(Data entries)
■ ■ ■

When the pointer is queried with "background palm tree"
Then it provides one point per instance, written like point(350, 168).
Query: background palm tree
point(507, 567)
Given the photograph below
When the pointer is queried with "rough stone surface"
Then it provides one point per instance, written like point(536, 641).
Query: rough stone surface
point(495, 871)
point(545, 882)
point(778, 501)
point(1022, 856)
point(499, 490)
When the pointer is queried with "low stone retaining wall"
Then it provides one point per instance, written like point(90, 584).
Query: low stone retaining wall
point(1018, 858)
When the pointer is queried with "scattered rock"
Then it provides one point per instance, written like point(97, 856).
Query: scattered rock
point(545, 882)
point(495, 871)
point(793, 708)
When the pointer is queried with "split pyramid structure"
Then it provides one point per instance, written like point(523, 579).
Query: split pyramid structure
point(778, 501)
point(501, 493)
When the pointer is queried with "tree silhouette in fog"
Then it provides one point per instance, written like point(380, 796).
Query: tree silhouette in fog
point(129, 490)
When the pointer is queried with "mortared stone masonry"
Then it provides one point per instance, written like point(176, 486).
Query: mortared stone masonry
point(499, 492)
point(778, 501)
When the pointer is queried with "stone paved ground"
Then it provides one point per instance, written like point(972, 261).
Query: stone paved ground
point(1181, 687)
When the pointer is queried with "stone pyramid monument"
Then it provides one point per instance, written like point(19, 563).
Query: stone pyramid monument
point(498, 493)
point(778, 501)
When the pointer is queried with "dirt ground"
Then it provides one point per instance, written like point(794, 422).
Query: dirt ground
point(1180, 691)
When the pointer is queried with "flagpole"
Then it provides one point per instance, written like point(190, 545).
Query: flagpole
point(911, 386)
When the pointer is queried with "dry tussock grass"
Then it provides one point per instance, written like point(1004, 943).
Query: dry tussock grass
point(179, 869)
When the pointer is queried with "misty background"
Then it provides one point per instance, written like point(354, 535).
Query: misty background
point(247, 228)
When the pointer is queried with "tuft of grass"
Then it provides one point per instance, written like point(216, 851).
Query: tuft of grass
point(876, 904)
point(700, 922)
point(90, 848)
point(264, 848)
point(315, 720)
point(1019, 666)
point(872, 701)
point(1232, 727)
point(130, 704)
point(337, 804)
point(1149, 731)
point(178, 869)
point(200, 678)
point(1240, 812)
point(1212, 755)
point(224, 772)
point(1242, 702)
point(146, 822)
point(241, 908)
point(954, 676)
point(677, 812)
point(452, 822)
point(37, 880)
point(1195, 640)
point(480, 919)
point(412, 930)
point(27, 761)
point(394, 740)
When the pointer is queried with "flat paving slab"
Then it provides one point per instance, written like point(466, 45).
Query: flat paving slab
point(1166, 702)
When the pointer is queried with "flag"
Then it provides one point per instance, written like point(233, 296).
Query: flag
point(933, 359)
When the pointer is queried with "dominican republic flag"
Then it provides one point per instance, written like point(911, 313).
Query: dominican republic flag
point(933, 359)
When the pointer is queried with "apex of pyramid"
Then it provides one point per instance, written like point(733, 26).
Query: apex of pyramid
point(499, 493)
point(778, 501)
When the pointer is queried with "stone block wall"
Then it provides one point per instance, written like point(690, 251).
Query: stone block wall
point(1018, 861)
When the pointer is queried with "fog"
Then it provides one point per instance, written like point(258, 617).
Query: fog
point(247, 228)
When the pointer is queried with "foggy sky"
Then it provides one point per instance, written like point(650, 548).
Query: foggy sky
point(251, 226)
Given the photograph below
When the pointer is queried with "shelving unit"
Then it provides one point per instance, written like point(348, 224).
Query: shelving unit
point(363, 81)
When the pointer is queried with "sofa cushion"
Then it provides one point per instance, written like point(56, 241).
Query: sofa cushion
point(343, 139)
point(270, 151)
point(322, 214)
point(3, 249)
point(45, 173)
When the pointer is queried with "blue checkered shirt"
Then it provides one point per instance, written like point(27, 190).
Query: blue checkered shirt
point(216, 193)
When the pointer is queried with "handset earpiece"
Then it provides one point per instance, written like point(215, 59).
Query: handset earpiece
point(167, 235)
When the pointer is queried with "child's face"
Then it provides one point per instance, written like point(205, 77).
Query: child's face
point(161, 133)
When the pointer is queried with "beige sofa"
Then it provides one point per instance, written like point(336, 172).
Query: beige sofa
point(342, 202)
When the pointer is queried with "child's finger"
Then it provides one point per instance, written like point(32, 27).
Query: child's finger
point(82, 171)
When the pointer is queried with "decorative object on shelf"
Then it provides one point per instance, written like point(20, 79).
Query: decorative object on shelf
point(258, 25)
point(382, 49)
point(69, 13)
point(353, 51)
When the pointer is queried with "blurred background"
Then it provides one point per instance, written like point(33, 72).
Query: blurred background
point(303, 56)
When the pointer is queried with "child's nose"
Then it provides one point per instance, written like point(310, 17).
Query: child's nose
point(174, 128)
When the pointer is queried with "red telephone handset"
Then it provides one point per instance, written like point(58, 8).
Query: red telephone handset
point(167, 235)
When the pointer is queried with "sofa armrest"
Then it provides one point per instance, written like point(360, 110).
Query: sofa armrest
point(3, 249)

■ ■ ■

TASK TO COMPLETE.
The data should be printed again exactly, line for line.

SOLUTION FOR THIS EXERCISE.
When the pointer is queried with "background palm tree"
Then it provides one point per instance, written like point(350, 168).
Query: background palm tree
point(507, 567)
Given the photograph below
When the pointer is queried with "rough stone surface"
Then it provides one point per instance, written like point(536, 641).
Query: rough stone surface
point(495, 871)
point(545, 882)
point(778, 501)
point(1022, 856)
point(499, 490)
When the pointer is queried with "low stone retaining wall"
Then it provides one point per instance, written like point(90, 584).
Query: low stone retaining wall
point(1018, 858)
When the pointer is queried with "scattered rock"
Then it provides one point per instance, written like point(97, 856).
Query: scattered rock
point(545, 882)
point(495, 871)
point(793, 708)
When the pointer is queried with "split pyramid structure"
Then it provides one point per instance, written like point(523, 579).
Query: split pyramid structure
point(778, 501)
point(501, 493)
When the pointer is queried with "tree silhouette in fog"
Then it provides one point per instance, written like point(380, 796).
Query: tree silhouette in fog
point(129, 490)
When the pointer is queried with "mortared stone masonry"
Then it provides one point per instance, written like point(176, 486).
Query: mortared stone masonry
point(499, 492)
point(778, 501)
When the pointer is queried with "stone paved ground"
Then it provides one point per instance, written like point(972, 261).
Query: stone paved ground
point(1181, 687)
When the pointer is queried with "stone pyramid monument"
Then it provides one point per instance, written like point(19, 563).
Query: stone pyramid monument
point(498, 493)
point(778, 501)
When the pointer is queried with "dirt ground"
Then it provides one point per instance, written like point(794, 422).
Query: dirt ground
point(1180, 691)
When the pointer is queried with "flagpole"
Then it provides one point per instance, written like point(190, 545).
Query: flagpole
point(911, 386)
When the pointer is queried with "dry tussock grass"
Then it provides one point per instance, written like point(1004, 943).
Query: dry tussock grass
point(179, 869)
When the pointer is queried with "misty background"
Then it provides one point per instance, written like point(354, 535).
Query: misty background
point(247, 228)
When the pointer is queried with "tuft of grass"
Then it provides one point per instance, written like point(216, 851).
Query: tuft of grass
point(876, 904)
point(700, 922)
point(90, 848)
point(264, 848)
point(315, 720)
point(1019, 666)
point(872, 701)
point(1232, 727)
point(130, 704)
point(337, 804)
point(1149, 731)
point(178, 869)
point(200, 678)
point(1240, 812)
point(1212, 755)
point(224, 772)
point(1242, 702)
point(146, 822)
point(241, 908)
point(954, 676)
point(677, 812)
point(452, 822)
point(37, 880)
point(1195, 640)
point(480, 919)
point(412, 930)
point(27, 761)
point(394, 740)
When the pointer is queried with "flat paving slab"
Then it provides one point per instance, written like point(466, 45).
Query: flat paving slab
point(1166, 702)
When the pointer is queried with "flag"
Then it provides one point per instance, written like point(233, 296).
Query: flag
point(933, 359)
When the pointer is queried with "dominican republic flag"
Then it provides one point per instance, written like point(911, 313).
Query: dominican republic flag
point(933, 359)
When the pointer is queried with "apex of pyramid"
Then it provides one point per instance, written like point(733, 26).
Query: apex of pyramid
point(499, 493)
point(778, 501)
When the pointer is queried with "stone block wall"
Then it provides one point per instance, written like point(690, 251).
Query: stone block wall
point(1018, 861)
When the pointer is queried with "fog"
Then it provides one point per instance, written like point(258, 617).
Query: fog
point(247, 228)
When the pointer is queried with "foggy sky"
Then it provides one point per instance, written like point(650, 548).
Query: foggy sky
point(251, 226)
Given the photograph below
When the pointer is queried with "shelving unit"
Then it provides one point per instance, written like point(348, 224).
Query: shelving unit
point(363, 81)
When the pointer is queried with "sofa cushion"
Then it provides one point per instance, written like point(56, 241).
Query: sofa cushion
point(343, 139)
point(270, 151)
point(322, 214)
point(3, 249)
point(45, 173)
When the pointer is queried with "blue checkered shirt"
Then it provides one point per instance, written like point(27, 190).
Query: blue checkered shirt
point(216, 193)
When the pointer is queried with "handset earpiece"
Then it provides one point per instance, written like point(215, 59).
Query: handset earpiece
point(167, 235)
When the pointer is queried with "child's face"
Then it provides one point per instance, written like point(205, 77).
Query: child's face
point(161, 133)
When the pointer is queried with "beige sofa"
Then it provides one point per instance, written like point(336, 172).
Query: beige sofa
point(342, 202)
When the pointer is queried with "child's finger"
Then it provides one point per instance, written like point(32, 27).
Query: child's finger
point(82, 171)
When the pointer is queried with "decorative object on shelf"
Then it provides one point per instance, written like point(20, 79).
Query: decorative object on shelf
point(258, 25)
point(382, 49)
point(69, 13)
point(353, 51)
When the pointer is queried with "blurred background"
Then it provides one point per instance, written like point(33, 72).
Query: blurred background
point(303, 56)
When the pointer is queried with "child's nose"
Then it provides one point per instance, written like point(310, 17).
Query: child's nose
point(174, 128)
When the pointer is queried with "red telephone handset"
Then it provides one point per instance, written like point(58, 8).
Query: red telephone handset
point(167, 235)
When the pointer is queried with "sofa armrest"
Then it provides one point per instance, written like point(360, 110).
Query: sofa armrest
point(3, 249)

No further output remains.